> _Einträge der Sammlung_:

:::::

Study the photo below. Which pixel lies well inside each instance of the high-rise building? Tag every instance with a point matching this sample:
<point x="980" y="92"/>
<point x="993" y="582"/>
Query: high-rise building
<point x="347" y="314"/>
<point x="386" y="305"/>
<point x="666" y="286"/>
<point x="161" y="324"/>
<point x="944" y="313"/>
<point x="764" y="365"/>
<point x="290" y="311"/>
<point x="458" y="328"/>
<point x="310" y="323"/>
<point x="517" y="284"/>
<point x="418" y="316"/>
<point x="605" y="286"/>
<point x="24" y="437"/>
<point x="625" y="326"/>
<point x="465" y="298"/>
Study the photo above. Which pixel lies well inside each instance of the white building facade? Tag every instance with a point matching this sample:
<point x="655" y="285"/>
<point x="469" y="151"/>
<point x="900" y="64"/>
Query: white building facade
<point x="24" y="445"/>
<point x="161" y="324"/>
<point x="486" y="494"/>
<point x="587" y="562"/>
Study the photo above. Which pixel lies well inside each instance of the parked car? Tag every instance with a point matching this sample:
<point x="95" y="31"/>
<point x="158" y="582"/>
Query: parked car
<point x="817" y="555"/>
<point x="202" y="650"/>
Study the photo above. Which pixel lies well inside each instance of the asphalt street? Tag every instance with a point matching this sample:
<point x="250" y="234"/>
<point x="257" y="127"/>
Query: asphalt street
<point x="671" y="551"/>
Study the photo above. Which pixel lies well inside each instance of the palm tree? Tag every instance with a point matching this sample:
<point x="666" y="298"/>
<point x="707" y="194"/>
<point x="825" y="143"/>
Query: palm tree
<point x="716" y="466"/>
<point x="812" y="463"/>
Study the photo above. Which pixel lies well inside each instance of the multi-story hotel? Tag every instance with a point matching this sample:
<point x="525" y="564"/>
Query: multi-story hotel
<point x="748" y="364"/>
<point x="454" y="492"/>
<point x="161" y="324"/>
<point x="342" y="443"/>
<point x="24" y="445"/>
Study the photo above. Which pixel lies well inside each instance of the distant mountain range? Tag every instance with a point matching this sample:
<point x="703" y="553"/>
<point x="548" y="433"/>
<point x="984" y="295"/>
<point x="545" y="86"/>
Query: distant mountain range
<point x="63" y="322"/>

:::::

> _Aufgabenstellung_:
Gib alles ab der Zeile mit „of the distant“ (diese eingeschlossen) bis zum Ende des Materials oben als Markdown-Tabelle mit den Spalten „Nr.“ und „Zeile“ wieder. Leere Zeilen entfallen, und „Nr.“ zählt die übrigen Zeilen fortlaufend.

> _Lösung der Aufgabe_:
| Nr. | Zeile |
|---|---|
| 1 | Study the photo above. Which pixel lies well inside each instance of the distant mountain range? Tag every instance with a point matching this sample: |
| 2 | <point x="703" y="553"/> |
| 3 | <point x="548" y="433"/> |
| 4 | <point x="984" y="295"/> |
| 5 | <point x="545" y="86"/> |
| 6 | Query: distant mountain range |
| 7 | <point x="63" y="322"/> |